Roger William Gilliatt (1922 - 1991). After qualification in medicine from the Middlesex Hospital in 1949, Gilliatt trained in neurology there and at the National Hospital.
He interrupted his undergraduate education in Oxford by enlisting with the King’s Royal Rifle Corps in 1942. His war record was distinguished. Near Kloppenburg, he went forward alone on foot and rescued the crew of a burning tank, despite being subjected to heavy small-arms fire.
Returning to Oxford on demobilisation, Gilliatt graduated with first-class honours in physiology (1946) and was then research assistant at the Spinal Injuries Unit, Stoke Mandeville Hospital, and the University Laboratory of Physiology, Oxford. After qualification in medicine from the Middlesex Hospital in 1949, Gilliatt trained in neurology there and at the National Hospital. He was appointed to the consultant staff of both hospitals in 1955 and also began to develop a successful Harley Street private practice.
Hospital rounds were conducted with military precision. The sister placed the patients at attention in their beds, a chair at the foot for Gilliatt’s bag. In 1962 he was appointed to the foundation professorship of clinical neurology in the University of London. That Gilliatt was eventually able to effect the transformation of academic neurology depended on his vision of the field and ability to manipulate goodwill towards his own preferred position. He gave up his private practice and as the elite of between-the-wars neurology retired, Gilliatt began to dominate policy and strategy at the National Hospital and the Institute of Neurology. Gilliatt nurtured most academic neurologists in the UK in the decades that followed appointment as professor of neurology.
In retirement, Gilliatt moved to the USA and was appointed consultant in clinical neurophysiology, National Institute for Neurological Disease and Stroke, National Institutes of Health, Bethesda.
Gilliatt supported and nurtured the academic activities of a small number of neurologists who worked at Queen Square from the 1960s and, through his patronage, academic neurology survived the crisis and probable demise that the attitudes of the 1950s had risked. He had the foresight that allowed Queen Square and the Institute of Neurology to justify their existence and survive the Health Service reforms of the 1990s.

Data records:
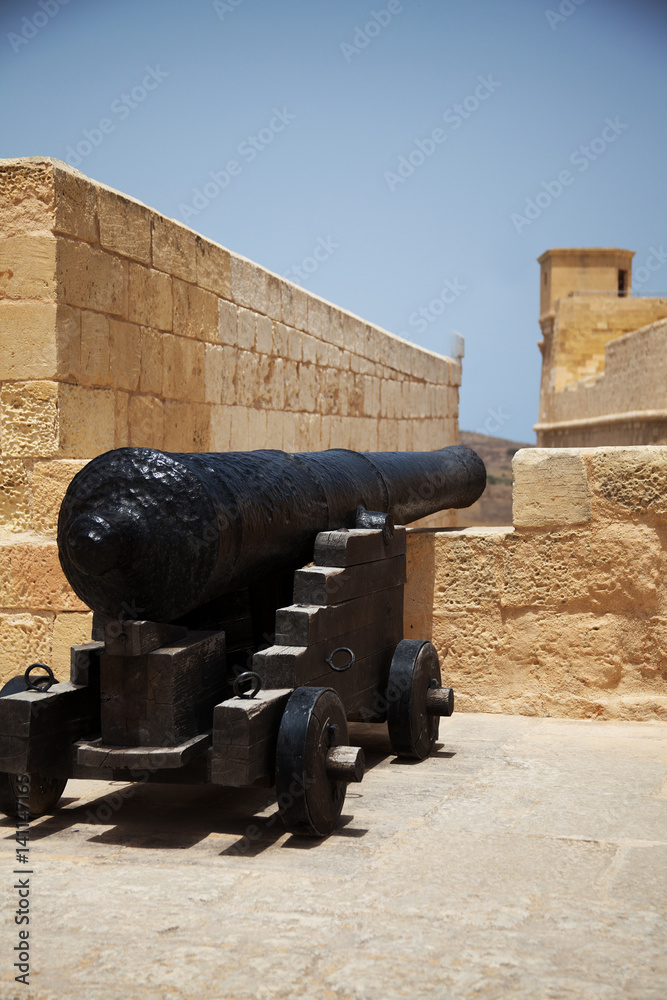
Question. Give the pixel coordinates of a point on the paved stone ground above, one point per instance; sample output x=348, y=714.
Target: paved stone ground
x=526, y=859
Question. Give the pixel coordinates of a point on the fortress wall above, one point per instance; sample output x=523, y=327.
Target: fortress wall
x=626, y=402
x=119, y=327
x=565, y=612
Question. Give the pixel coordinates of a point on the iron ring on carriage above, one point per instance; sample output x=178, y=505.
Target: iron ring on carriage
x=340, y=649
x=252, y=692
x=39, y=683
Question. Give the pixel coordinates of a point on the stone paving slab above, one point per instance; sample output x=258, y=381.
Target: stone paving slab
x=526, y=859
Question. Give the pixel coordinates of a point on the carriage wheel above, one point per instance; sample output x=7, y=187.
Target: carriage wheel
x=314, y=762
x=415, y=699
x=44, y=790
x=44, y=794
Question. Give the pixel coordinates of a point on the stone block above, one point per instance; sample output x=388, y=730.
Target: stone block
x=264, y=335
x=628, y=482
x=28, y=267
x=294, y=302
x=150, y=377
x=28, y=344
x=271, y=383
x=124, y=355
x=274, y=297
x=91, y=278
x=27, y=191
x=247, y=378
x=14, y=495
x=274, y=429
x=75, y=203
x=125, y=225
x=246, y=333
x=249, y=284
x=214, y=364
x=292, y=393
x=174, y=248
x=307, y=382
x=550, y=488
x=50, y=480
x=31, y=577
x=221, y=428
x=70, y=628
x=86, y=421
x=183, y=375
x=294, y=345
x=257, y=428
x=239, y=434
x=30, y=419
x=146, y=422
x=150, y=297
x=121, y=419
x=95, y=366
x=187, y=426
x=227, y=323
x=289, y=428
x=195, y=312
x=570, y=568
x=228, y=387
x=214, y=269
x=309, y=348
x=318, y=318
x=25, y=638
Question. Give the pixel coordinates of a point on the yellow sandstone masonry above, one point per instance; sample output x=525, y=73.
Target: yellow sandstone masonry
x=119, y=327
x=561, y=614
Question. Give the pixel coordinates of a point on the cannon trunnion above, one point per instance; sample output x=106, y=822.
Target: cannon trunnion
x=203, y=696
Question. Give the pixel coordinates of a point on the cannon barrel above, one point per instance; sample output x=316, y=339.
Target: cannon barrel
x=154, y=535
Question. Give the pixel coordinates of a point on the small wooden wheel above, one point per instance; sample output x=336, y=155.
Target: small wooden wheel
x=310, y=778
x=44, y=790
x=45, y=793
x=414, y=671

---

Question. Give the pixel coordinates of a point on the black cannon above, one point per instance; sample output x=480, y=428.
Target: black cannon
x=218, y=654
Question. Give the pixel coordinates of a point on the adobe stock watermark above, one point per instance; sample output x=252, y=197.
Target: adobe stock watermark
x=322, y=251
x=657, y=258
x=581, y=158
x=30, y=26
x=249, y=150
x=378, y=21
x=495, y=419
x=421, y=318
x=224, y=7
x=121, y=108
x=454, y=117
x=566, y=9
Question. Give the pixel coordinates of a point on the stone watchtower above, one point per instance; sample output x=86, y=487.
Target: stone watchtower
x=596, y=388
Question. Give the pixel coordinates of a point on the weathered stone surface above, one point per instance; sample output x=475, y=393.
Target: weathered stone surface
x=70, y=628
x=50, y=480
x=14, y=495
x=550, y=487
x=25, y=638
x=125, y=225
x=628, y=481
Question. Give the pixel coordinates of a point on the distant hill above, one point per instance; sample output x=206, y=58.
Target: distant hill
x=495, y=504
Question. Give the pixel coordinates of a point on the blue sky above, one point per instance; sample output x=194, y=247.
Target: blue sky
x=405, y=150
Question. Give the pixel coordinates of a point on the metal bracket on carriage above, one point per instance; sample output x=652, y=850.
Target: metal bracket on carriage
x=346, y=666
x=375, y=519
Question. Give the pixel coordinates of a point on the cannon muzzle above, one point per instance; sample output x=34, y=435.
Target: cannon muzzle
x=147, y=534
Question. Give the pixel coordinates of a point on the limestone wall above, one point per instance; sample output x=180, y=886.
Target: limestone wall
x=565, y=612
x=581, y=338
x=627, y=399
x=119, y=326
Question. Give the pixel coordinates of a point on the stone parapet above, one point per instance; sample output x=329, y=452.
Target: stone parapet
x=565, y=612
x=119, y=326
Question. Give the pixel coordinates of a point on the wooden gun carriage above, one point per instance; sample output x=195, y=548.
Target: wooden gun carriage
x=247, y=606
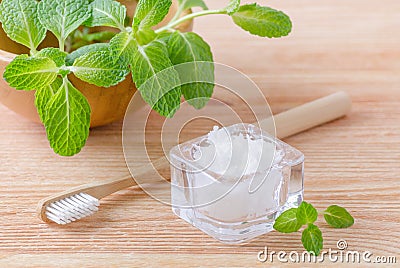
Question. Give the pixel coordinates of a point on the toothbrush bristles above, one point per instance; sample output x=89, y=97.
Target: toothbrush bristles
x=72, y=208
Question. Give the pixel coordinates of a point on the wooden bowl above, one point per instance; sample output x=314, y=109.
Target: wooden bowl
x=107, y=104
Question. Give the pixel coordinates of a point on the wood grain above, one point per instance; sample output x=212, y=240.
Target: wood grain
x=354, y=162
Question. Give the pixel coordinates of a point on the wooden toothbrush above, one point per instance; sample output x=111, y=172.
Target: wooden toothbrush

* * *

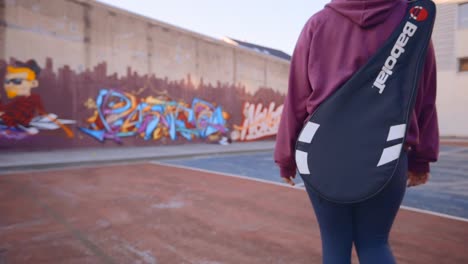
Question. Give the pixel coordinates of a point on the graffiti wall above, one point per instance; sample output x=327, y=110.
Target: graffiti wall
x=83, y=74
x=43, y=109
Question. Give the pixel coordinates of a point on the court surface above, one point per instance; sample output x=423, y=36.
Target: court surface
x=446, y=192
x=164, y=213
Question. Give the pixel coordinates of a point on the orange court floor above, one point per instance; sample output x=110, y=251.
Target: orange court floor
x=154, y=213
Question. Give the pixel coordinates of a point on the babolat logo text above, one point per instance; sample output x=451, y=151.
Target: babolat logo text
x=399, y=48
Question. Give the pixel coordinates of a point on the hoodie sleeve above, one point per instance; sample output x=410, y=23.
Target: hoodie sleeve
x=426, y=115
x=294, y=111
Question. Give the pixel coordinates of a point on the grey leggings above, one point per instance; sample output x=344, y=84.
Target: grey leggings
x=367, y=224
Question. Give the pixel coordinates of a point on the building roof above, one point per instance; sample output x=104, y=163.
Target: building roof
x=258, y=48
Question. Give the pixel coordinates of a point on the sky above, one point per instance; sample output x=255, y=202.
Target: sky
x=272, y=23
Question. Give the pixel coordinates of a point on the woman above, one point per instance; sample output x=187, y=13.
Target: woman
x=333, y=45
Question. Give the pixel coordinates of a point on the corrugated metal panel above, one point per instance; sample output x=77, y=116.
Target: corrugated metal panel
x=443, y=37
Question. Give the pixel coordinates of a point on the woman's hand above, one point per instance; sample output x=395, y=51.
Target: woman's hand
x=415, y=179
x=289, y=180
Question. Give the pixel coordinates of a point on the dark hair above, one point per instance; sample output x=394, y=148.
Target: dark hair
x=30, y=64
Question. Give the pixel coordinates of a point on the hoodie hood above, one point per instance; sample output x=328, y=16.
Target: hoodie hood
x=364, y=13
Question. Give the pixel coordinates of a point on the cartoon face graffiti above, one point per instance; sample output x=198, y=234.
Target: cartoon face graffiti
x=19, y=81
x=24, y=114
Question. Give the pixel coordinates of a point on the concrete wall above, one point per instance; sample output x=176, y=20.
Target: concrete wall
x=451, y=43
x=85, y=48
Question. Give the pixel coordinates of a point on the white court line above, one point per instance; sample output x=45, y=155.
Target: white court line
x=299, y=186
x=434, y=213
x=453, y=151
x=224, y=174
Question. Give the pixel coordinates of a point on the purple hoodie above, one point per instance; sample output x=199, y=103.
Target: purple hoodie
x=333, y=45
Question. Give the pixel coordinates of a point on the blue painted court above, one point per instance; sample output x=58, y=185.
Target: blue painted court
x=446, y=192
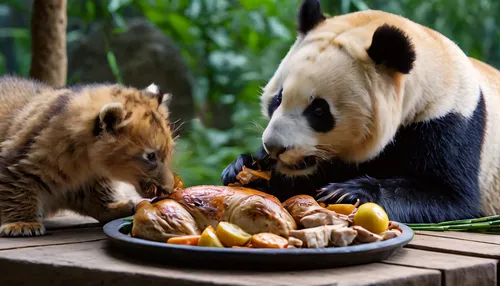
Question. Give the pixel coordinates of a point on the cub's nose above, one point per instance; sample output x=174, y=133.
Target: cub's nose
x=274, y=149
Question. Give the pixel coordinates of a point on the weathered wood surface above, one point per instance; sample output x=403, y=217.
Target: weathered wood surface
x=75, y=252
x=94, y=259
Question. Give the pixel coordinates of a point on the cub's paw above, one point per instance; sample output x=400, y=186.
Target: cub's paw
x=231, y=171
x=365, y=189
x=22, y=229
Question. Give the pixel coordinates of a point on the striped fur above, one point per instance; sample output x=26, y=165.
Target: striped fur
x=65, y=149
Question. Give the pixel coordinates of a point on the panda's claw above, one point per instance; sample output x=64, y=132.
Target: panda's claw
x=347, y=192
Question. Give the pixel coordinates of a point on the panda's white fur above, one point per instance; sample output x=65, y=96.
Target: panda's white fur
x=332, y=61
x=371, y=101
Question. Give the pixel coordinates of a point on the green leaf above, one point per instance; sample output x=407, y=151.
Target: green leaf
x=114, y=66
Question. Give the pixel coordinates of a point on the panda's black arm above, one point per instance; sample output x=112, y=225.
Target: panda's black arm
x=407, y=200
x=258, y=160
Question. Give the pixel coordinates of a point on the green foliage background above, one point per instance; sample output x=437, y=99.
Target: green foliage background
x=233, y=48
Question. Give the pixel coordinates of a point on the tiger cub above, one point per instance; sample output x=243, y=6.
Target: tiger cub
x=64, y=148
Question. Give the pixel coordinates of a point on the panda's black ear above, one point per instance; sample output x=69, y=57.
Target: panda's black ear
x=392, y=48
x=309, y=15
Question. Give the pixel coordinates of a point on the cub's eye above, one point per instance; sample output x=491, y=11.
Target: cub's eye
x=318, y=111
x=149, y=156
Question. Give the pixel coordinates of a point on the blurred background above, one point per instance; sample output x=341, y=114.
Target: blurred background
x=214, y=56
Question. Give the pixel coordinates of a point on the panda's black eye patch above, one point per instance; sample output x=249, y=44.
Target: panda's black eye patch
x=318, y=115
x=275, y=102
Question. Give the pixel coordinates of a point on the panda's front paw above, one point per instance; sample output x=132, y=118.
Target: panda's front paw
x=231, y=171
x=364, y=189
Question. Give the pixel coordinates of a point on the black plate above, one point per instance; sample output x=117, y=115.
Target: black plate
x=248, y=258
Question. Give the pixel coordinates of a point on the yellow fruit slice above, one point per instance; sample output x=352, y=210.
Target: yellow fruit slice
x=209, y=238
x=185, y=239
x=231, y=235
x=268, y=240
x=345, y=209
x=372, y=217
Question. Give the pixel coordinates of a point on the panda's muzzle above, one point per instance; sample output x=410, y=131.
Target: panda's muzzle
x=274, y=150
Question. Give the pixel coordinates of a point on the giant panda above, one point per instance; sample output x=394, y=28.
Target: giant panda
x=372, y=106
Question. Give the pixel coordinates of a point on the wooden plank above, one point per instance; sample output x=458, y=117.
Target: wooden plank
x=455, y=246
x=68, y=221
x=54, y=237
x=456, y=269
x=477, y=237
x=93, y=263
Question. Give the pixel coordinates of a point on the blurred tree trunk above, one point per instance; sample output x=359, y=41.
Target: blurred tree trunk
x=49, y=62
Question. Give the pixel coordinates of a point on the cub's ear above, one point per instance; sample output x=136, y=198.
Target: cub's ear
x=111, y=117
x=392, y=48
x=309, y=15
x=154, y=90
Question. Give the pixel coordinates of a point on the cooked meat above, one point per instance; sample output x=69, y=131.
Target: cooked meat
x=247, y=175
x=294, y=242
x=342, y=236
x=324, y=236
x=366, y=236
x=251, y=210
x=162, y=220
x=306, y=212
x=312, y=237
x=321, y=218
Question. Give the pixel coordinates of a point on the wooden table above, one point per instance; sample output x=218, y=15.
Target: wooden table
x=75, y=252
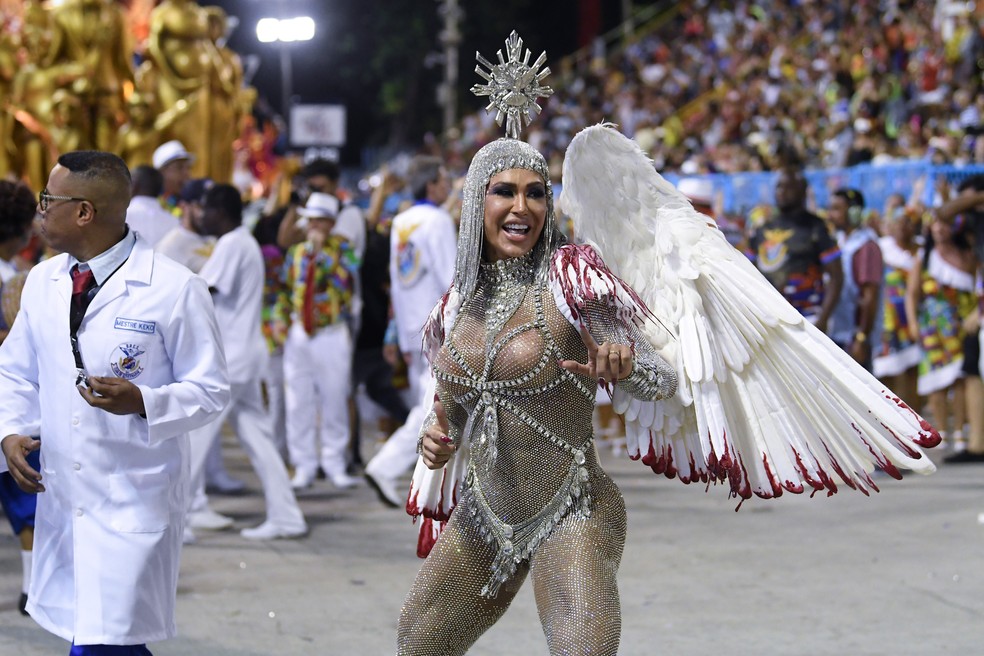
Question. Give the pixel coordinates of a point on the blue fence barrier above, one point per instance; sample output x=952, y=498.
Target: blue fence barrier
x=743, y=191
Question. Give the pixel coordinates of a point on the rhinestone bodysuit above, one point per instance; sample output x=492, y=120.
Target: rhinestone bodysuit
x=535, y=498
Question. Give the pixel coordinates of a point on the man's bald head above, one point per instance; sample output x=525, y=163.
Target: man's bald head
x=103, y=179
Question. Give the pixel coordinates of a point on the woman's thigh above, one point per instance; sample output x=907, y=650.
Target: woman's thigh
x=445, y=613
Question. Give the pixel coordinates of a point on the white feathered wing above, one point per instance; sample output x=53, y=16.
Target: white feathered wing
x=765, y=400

What is needed:
Reproduce the part of the Roger Gilliatt text between "Roger William Gilliatt" and "heavy small-arms fire.", inclusive, keeping every word and mark unchanged.

Exercise output:
Roger William Gilliatt (1922 - 1991). After qualification in medicine from the Middlesex Hospital in 1949, Gilliatt trained in neurology there and at the National Hospital.
He interrupted his undergraduate education in Oxford by enlisting with the King’s Royal Rifle Corps in 1942. His war record was distinguished. Near Kloppenburg, he went forward alone on foot and rescued the crew of a burning tank, despite being subjected to heavy small-arms fire.